▶ **TASK INSTRUCTIONS**
Each line with the word "below" must appear in the answer, copied from the records.

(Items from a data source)
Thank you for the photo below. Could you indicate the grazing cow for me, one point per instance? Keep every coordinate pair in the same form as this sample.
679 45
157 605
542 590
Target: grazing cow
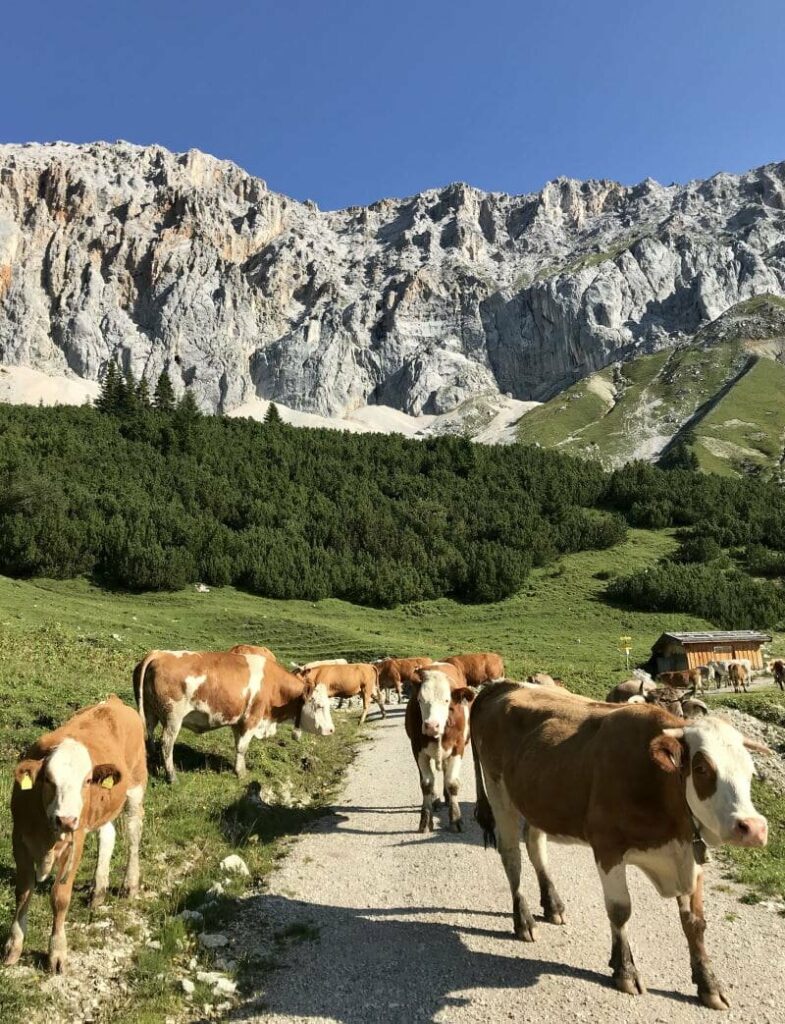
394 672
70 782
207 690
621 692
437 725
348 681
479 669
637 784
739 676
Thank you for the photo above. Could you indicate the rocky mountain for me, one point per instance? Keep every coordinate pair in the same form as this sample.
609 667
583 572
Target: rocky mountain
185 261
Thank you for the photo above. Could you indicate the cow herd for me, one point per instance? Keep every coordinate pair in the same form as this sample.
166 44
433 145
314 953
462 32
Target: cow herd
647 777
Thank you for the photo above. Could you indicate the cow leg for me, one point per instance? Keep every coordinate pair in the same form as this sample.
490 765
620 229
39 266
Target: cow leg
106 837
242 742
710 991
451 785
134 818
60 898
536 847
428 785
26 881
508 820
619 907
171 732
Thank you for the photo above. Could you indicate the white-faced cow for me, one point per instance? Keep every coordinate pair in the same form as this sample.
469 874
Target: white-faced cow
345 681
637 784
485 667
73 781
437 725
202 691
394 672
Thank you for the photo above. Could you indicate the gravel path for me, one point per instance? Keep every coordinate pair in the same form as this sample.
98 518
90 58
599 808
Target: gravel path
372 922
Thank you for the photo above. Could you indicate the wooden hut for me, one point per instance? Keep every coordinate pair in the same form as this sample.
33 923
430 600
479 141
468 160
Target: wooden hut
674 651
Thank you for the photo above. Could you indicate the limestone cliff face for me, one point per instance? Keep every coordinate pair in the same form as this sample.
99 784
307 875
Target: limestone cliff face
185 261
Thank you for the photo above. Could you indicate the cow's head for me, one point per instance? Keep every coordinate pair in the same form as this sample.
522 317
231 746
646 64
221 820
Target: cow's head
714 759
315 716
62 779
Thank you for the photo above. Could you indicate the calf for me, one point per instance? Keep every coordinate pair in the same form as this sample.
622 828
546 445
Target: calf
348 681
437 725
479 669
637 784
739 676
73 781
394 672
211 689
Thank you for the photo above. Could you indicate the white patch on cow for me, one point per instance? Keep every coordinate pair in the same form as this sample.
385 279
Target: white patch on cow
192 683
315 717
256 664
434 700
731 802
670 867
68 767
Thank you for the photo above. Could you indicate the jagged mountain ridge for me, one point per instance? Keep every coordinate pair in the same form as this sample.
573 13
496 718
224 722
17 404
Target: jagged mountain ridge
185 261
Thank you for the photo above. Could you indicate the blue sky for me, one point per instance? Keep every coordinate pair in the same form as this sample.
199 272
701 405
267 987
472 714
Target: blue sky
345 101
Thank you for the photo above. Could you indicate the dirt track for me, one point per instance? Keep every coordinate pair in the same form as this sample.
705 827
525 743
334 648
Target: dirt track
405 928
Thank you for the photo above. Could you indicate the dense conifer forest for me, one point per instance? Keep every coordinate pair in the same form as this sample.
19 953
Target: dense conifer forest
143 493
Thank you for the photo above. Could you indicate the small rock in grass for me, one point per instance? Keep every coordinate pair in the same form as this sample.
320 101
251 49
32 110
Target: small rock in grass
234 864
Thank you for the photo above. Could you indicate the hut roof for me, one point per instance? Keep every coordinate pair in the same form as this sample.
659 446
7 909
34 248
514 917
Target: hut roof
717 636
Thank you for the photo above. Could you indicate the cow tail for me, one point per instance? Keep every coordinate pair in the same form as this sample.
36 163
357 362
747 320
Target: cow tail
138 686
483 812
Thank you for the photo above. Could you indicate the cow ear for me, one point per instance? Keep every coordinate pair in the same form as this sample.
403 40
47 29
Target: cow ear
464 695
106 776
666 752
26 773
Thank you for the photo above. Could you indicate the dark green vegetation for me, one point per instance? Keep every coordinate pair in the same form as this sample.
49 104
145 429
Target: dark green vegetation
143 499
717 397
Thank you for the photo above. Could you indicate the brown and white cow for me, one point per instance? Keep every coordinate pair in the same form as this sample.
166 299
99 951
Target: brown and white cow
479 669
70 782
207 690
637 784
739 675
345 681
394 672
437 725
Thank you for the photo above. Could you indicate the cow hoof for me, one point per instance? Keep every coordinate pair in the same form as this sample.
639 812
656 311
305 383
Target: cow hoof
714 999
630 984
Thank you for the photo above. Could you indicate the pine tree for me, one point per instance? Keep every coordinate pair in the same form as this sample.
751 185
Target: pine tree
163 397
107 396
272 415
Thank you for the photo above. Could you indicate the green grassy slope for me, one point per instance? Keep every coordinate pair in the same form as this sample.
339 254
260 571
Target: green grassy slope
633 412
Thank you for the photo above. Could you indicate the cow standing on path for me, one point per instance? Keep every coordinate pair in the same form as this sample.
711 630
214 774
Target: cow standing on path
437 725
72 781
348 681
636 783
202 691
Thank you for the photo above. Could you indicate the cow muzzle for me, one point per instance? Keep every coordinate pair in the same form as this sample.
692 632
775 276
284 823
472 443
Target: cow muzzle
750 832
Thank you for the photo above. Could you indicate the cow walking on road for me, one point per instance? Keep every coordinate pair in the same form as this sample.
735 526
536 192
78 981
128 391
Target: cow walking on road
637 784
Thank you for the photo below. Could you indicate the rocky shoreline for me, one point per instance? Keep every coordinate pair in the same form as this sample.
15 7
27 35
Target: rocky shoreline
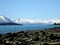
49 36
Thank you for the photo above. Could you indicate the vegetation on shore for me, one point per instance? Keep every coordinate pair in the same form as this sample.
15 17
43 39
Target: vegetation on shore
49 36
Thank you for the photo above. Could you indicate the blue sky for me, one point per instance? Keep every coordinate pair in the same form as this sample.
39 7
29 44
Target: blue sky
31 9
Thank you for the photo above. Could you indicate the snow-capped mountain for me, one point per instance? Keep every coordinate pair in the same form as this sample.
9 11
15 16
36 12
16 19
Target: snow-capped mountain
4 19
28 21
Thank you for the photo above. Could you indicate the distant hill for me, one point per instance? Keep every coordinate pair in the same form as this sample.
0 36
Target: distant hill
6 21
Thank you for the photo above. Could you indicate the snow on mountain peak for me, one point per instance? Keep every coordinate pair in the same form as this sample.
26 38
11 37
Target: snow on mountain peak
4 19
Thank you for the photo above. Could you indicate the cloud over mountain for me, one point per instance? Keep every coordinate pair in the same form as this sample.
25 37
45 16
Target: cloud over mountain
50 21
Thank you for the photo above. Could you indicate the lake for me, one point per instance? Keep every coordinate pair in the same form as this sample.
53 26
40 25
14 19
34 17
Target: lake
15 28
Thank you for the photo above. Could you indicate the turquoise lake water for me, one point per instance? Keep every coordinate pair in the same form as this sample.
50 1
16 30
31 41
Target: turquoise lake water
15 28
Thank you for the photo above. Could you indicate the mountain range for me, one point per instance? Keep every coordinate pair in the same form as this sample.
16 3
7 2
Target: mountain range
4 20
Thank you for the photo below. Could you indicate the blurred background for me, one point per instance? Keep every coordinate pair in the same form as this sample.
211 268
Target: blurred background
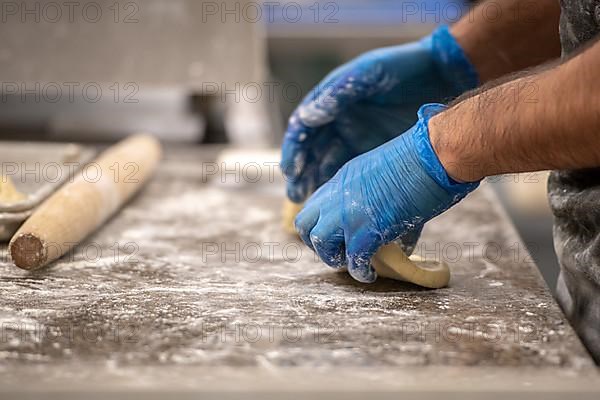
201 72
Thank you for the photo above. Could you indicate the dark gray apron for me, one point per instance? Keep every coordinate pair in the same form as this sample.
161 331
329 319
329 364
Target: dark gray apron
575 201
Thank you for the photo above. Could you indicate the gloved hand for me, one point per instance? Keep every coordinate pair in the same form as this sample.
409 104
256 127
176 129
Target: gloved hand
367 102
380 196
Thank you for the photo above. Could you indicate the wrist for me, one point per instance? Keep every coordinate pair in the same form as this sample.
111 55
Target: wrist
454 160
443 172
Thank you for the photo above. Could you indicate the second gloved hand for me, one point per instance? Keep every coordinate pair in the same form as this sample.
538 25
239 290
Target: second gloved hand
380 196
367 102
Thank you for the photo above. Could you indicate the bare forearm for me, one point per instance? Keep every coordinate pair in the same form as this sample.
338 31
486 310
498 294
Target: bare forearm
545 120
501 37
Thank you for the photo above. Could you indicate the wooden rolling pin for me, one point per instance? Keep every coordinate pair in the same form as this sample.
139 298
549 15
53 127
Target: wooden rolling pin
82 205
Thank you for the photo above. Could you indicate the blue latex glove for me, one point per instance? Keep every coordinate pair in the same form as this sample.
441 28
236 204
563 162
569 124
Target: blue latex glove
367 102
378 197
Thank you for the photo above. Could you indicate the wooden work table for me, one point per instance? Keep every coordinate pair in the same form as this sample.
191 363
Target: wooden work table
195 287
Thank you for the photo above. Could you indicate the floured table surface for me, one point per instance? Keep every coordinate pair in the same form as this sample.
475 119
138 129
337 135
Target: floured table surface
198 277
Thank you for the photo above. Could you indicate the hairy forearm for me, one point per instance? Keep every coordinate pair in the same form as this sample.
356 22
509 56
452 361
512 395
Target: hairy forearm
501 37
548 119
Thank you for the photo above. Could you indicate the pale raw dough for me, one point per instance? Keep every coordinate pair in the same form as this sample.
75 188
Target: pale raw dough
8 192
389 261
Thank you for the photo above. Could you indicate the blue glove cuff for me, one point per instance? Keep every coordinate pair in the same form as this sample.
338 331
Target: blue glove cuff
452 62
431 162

▶ **TASK ANSWER**
Thank you for the photo below. Could you indicate the grazing cow for me, one point per instance? Keep every coordinate pair in the same form as this sample.
Thank you for the photo below. Could you indicate the rocky shoreline for me, one point per instance? Keep every coordinate pair in the same form as this sample.
Thank you for the photo below. Could you indicate the blurred background for me, one point per instance? Keep every coordinate pair in the same form as this sample.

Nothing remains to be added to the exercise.